* **Selected excerpt**
--
Status: Completed Length: 9 pages Target venue: IEEE Software / IEEE Access / EMSE

Abstract. Uniform empirical comparison of six classifiers (LR, DT, RF, GB, XGB, MLP) on a 296,457-instance dataset assembled from five mature open-source systems (Elasticsearch, Spring Boot, Hadoop, Kafka, Express). Stratified 5-fold cross-validation with paired-t and Wilcoxon significance testing. Random Forest is best (AUC 0.8998, F1 binary 0.6355, F1 macro 0.7595); XGBoost is the closest competitor (AUC 0.8955).

Contributions. Multi-model Gini feature importance with explicit caveat on Strobl 2007 high-cardinality bias; documentation of the deployed model gb-paper1-v4-fixed_age; honest threats-to-validity disclosure including the file_age_days sign bug that contaminated 40% of rows in the prior revision and is now eliminated.

Status: Completed Length: 5 pages Target venue: MSR / IEEE Access / AST @ ICSE

Abstract. Systematic leave-one-repository-out validation reveals an AUC–F1 asymmetry under cross-repository conditions and identifies defect-rate mismatch as the primary qualitative predictor of transfer degradation. Cross-repository AUC ranges 0.817–0.913 with mean 0.867; cross F1 ranges 0.525–0.707 with mean 0.631. The cross-within F1 gap shrinks to 0.027 after the file_age_days correction.
--
Data listing:
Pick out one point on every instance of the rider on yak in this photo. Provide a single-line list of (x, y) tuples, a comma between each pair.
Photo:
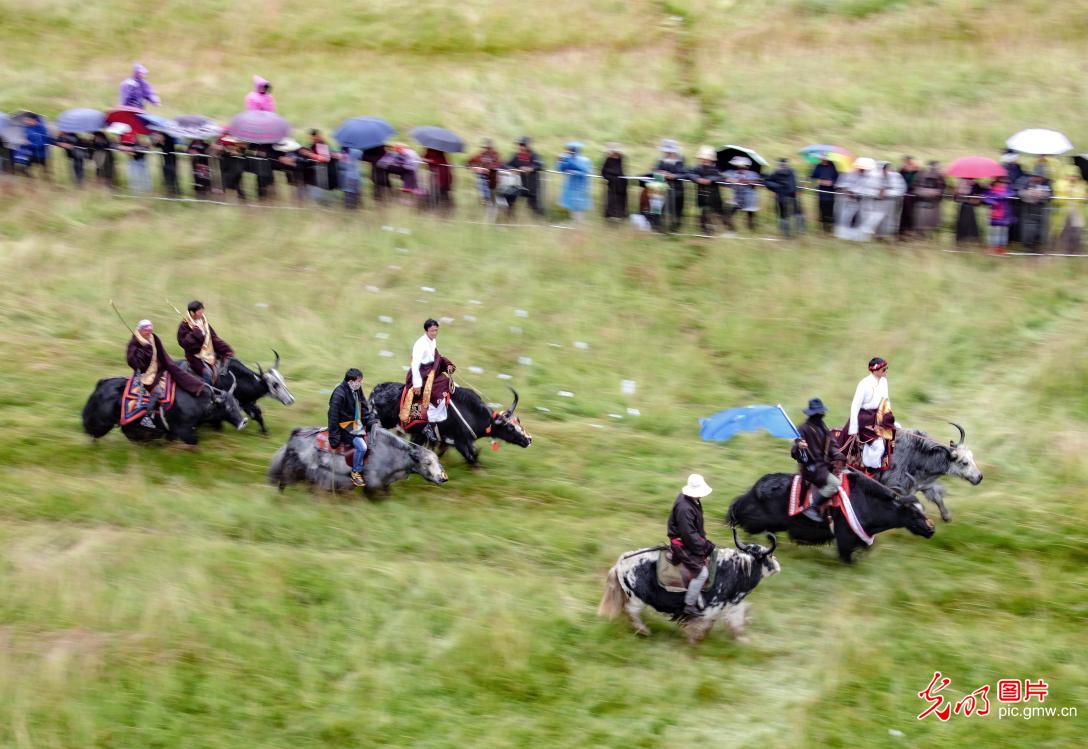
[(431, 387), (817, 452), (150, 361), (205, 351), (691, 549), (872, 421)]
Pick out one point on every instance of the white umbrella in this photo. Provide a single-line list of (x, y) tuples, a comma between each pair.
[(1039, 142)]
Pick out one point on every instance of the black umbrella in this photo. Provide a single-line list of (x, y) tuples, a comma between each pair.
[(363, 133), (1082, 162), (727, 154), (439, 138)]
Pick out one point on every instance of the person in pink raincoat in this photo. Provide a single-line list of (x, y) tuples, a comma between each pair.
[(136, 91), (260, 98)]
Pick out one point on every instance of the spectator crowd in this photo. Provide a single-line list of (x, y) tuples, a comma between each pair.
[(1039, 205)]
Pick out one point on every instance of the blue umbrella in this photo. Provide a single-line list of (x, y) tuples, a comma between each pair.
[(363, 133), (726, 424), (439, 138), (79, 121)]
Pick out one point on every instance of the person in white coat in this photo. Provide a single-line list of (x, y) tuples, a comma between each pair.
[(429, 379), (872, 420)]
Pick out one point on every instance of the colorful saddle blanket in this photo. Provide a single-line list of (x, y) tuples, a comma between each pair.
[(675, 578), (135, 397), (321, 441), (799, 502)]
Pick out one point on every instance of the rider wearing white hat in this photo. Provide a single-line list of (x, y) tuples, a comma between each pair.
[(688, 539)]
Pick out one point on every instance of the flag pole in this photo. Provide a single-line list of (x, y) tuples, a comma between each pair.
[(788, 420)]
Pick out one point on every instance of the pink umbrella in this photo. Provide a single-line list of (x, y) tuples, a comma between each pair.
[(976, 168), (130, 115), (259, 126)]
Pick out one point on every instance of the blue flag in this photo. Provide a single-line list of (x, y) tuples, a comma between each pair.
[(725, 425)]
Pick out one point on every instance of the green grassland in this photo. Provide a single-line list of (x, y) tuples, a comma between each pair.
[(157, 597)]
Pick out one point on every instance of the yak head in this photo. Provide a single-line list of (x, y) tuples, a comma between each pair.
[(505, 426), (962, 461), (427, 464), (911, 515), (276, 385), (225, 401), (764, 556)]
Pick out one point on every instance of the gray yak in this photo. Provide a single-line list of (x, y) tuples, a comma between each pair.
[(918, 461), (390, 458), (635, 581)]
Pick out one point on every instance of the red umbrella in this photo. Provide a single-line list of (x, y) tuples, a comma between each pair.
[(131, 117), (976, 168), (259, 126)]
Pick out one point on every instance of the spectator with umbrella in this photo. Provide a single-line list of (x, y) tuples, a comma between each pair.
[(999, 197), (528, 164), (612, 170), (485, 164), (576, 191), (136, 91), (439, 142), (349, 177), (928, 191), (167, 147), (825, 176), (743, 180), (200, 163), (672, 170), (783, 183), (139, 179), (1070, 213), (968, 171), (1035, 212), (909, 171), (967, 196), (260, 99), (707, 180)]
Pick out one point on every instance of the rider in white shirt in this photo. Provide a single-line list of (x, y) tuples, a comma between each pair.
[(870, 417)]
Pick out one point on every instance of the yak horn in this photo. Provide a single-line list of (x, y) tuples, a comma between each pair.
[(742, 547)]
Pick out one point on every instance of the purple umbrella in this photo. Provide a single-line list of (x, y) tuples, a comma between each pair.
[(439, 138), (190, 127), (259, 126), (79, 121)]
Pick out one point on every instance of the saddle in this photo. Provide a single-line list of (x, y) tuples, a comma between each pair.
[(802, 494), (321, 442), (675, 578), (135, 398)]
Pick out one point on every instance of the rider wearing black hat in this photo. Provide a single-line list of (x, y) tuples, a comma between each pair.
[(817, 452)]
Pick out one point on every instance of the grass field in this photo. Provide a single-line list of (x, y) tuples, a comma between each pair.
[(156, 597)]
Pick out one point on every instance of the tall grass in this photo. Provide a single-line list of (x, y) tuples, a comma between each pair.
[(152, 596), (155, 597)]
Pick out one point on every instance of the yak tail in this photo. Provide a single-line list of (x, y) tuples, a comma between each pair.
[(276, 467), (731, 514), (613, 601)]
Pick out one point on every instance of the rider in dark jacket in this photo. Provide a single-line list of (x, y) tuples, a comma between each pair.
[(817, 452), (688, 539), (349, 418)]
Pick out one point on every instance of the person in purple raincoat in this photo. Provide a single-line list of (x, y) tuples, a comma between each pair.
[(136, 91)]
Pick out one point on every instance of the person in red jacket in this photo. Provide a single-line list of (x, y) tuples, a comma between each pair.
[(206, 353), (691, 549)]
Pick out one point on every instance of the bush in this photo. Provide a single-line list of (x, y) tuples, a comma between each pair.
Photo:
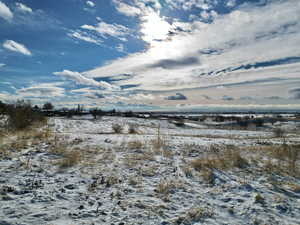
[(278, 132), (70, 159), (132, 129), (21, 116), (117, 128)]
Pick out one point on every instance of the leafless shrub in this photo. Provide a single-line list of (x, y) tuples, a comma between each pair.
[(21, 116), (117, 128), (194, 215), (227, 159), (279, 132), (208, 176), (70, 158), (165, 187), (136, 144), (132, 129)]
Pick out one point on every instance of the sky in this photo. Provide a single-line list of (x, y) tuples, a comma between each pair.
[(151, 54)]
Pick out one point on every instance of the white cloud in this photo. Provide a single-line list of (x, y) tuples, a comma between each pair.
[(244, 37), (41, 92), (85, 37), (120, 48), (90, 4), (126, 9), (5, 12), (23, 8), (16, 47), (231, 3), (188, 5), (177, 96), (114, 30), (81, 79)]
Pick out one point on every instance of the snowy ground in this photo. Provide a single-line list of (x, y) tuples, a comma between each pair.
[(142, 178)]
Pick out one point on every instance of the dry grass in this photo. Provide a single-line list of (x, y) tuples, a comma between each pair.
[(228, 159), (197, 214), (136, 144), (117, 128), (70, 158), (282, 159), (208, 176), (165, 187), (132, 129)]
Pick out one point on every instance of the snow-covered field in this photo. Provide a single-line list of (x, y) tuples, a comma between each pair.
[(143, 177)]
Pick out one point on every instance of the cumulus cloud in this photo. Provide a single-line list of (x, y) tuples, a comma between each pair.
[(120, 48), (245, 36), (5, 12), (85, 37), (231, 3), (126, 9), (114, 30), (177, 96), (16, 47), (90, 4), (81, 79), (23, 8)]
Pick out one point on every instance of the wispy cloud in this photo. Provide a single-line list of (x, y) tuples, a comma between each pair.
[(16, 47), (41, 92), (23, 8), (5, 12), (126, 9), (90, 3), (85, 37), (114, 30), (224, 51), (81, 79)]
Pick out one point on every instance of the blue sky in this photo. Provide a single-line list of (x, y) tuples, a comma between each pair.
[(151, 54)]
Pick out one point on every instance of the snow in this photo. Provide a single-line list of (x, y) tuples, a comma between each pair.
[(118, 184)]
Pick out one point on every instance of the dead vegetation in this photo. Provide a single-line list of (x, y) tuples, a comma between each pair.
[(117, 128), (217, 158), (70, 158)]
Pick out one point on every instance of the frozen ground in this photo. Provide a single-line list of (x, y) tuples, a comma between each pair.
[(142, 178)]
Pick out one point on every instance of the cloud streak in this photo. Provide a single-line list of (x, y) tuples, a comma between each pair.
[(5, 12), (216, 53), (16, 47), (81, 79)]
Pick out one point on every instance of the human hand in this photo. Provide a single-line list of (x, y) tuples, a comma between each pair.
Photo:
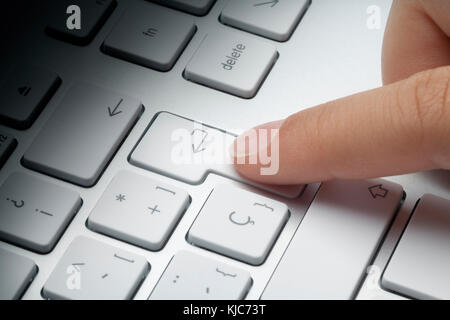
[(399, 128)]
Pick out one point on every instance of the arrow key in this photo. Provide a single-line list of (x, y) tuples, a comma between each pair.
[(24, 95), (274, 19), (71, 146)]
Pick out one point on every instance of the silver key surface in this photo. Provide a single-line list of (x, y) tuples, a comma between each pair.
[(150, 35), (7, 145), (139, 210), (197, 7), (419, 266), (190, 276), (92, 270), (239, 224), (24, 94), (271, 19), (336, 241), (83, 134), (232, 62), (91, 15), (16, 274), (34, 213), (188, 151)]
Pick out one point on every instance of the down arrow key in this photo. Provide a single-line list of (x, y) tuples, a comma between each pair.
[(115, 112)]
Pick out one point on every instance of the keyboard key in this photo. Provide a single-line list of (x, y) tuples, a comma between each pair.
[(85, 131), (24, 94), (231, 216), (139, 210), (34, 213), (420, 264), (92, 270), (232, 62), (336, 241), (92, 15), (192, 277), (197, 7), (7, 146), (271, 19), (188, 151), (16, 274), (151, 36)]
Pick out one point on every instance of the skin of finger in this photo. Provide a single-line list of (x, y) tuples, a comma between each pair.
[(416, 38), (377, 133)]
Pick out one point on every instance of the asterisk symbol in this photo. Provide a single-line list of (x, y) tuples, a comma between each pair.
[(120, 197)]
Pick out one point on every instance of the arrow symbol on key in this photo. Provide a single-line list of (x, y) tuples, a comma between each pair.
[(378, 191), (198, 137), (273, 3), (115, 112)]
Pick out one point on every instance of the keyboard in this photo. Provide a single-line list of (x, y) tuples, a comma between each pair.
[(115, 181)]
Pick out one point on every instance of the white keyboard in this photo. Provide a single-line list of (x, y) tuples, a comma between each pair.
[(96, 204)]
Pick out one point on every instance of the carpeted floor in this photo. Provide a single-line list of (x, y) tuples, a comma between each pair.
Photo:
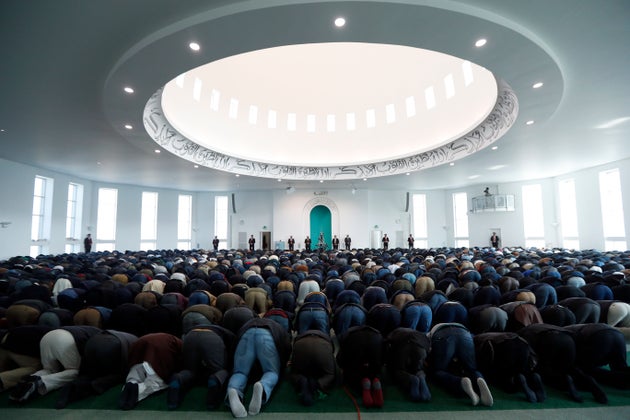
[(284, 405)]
--
* **Written request 1**
According to the paper summaries, which classifier comes closest to Random Forest?
* **Written request 2**
Duplicate the paper summaries from "Abstract. Uniform empirical" up to and including "is now eliminated.".

* **Solution 1**
XGBoost, with an AUC of 0.8955.

* **Solution 2**
Abstract. Uniform empirical comparison of six classifiers (LR, DT, RF, GB, XGB, MLP) on a 296,457-instance dataset assembled from five mature open-source systems (Elasticsearch, Spring Boot, Hadoop, Kafka, Express). Stratified 5-fold cross-validation with paired-t and Wilcoxon significance testing. Random Forest is best (AUC 0.8998, F1 binary 0.6355, F1 macro 0.7595); XGBoost is the closest competitor (AUC 0.8955).

Contributions. Multi-model Gini feature importance with explicit caveat on Strobl 2007 high-cardinality bias; documentation of the deployed model gb-paper1-v4-fixed_age; honest threats-to-validity disclosure including the file_age_days sign bug that contaminated 40% of rows in the prior revision and is now eliminated.